> Goal:
Report how many of the lines below contain the string "tall", with case counting. Give only the number.

::: Extracted material

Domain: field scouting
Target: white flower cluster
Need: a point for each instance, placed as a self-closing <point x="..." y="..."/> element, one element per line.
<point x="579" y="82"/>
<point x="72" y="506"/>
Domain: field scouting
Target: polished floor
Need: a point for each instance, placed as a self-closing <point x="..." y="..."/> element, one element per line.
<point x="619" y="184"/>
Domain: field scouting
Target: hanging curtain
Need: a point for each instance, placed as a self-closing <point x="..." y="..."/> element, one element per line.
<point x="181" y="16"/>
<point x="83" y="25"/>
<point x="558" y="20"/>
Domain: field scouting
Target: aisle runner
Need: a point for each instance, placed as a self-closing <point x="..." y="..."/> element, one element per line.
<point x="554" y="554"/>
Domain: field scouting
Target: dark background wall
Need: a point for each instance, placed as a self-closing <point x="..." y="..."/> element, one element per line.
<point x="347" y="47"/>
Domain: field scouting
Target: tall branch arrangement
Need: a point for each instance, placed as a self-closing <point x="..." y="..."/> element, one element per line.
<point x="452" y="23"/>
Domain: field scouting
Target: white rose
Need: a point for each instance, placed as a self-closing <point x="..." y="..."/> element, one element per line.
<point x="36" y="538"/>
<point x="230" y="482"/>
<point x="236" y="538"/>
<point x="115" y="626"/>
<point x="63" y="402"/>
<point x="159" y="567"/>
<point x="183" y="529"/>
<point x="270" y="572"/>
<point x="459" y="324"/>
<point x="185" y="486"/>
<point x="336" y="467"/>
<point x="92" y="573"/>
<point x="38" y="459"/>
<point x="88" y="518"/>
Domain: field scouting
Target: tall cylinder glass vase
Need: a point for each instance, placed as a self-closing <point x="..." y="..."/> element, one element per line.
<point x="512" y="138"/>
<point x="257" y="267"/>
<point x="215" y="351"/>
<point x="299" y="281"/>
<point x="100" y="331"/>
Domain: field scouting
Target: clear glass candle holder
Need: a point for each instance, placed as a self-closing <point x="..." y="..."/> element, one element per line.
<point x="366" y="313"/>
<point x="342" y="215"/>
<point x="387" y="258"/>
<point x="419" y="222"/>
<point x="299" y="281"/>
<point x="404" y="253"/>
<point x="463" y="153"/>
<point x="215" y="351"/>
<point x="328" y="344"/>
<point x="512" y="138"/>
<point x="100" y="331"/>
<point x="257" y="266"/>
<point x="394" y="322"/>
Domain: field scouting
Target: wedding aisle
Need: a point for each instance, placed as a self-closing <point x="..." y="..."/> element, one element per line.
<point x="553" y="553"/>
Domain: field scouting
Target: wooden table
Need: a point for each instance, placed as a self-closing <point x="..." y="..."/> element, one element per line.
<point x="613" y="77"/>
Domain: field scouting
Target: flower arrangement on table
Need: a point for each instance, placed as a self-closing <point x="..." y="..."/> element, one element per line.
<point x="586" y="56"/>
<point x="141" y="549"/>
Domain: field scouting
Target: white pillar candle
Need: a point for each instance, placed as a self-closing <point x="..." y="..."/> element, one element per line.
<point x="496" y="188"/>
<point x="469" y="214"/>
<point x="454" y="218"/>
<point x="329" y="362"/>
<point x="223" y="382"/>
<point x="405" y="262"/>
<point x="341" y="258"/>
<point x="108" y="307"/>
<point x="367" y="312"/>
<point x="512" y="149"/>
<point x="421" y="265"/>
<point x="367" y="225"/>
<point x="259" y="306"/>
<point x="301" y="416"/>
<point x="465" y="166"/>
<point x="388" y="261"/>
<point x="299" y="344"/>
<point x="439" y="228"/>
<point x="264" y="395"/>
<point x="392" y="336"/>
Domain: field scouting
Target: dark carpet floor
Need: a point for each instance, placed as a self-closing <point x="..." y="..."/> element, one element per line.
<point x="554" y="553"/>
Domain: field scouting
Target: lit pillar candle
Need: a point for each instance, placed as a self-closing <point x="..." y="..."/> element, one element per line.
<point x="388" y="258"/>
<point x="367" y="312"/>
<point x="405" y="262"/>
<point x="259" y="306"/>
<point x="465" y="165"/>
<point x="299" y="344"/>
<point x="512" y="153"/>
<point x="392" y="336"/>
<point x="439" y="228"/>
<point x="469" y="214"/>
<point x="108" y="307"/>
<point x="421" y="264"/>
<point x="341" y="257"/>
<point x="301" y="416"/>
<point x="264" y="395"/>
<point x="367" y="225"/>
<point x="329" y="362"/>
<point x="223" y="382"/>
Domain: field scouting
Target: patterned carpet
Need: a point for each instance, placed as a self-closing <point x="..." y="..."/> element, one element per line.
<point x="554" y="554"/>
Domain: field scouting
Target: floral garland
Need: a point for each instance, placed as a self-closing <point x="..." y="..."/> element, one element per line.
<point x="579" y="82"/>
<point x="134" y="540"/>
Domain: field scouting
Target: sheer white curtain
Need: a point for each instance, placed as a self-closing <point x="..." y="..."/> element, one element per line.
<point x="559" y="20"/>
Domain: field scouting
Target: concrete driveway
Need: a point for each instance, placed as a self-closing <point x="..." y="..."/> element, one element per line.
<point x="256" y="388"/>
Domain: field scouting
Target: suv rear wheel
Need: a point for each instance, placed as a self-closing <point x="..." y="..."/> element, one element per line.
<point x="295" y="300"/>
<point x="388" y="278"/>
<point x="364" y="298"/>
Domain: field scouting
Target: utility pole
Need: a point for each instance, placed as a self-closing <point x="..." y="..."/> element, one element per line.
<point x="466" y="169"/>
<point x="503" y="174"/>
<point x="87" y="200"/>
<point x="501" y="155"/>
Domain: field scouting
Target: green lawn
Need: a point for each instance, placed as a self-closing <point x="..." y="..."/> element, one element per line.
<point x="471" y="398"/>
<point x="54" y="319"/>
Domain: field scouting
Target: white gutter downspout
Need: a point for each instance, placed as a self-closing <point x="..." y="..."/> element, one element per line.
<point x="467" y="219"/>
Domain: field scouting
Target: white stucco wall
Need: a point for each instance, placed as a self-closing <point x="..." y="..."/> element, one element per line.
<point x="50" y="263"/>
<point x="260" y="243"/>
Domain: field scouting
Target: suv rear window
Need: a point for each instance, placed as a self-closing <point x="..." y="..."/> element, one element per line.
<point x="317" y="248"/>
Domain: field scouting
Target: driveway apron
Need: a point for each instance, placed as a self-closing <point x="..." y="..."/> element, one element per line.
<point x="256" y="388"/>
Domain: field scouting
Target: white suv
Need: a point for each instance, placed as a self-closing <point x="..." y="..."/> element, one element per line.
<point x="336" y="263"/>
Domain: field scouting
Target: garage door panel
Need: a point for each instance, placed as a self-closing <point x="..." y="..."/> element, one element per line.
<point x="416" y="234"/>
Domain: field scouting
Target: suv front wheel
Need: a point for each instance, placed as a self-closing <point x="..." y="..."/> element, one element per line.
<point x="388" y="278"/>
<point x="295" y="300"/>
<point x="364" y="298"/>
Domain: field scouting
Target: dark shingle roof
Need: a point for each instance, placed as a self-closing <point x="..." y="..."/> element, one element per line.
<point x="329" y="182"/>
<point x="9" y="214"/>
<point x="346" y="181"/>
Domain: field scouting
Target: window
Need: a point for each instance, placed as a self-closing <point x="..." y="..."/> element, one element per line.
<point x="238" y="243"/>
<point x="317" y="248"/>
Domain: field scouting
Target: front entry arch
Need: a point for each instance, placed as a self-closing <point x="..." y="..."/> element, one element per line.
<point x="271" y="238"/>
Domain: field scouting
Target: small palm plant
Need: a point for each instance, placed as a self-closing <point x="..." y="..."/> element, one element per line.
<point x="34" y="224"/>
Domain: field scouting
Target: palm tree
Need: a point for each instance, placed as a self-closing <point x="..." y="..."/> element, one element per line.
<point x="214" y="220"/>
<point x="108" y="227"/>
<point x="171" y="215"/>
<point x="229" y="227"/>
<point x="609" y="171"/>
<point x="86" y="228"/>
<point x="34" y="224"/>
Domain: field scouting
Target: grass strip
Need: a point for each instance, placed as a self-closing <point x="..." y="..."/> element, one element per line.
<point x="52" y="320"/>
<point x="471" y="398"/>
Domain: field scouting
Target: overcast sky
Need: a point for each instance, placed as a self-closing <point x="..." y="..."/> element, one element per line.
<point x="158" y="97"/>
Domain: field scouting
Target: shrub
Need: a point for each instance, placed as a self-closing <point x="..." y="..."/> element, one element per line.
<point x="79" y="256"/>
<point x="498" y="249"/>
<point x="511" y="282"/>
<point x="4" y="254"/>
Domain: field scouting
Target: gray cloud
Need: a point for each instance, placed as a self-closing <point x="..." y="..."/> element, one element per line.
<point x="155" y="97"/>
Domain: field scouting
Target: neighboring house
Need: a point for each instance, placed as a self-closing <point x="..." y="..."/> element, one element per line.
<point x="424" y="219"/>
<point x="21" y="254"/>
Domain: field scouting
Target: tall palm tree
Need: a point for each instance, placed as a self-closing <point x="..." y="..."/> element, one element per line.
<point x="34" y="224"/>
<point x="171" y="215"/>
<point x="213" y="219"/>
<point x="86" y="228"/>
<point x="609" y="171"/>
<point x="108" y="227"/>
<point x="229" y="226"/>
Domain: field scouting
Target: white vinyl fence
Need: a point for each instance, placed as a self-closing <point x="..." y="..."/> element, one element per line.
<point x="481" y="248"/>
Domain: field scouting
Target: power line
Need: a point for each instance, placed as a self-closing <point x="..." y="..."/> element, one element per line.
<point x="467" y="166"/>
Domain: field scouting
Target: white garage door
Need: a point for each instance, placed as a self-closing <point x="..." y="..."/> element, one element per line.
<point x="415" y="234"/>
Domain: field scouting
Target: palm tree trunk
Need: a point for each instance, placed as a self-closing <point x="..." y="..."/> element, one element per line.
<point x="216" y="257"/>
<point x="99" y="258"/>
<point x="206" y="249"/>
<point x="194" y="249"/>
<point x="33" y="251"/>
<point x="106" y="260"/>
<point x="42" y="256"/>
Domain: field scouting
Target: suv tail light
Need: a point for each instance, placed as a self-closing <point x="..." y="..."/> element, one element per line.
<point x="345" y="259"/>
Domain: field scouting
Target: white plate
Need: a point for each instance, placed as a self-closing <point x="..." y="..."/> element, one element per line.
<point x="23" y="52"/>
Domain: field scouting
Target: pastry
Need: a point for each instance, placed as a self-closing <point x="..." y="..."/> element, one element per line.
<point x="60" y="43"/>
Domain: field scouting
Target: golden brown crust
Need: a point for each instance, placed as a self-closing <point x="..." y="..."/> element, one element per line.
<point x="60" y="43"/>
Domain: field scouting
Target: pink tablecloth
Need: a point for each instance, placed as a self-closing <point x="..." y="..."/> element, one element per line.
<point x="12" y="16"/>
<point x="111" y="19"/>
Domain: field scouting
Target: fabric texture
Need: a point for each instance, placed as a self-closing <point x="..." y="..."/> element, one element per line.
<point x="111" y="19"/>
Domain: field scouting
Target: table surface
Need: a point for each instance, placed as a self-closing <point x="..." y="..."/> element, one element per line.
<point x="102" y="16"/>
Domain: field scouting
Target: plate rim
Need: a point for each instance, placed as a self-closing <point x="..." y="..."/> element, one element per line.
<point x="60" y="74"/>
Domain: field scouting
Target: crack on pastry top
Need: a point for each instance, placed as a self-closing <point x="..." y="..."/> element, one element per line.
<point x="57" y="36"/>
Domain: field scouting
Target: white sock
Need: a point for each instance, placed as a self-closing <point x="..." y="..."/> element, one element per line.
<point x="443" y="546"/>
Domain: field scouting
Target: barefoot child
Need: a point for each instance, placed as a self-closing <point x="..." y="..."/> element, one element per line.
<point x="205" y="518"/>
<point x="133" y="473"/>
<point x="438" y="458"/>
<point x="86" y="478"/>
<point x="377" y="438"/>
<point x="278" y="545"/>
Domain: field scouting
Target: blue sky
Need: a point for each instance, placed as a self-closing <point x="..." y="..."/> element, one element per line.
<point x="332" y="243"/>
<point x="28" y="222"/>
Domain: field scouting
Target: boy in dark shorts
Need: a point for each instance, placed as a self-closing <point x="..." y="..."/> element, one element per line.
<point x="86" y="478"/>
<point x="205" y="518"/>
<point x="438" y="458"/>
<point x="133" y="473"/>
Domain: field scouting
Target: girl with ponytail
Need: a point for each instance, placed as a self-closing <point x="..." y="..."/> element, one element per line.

::::::

> Expected answer:
3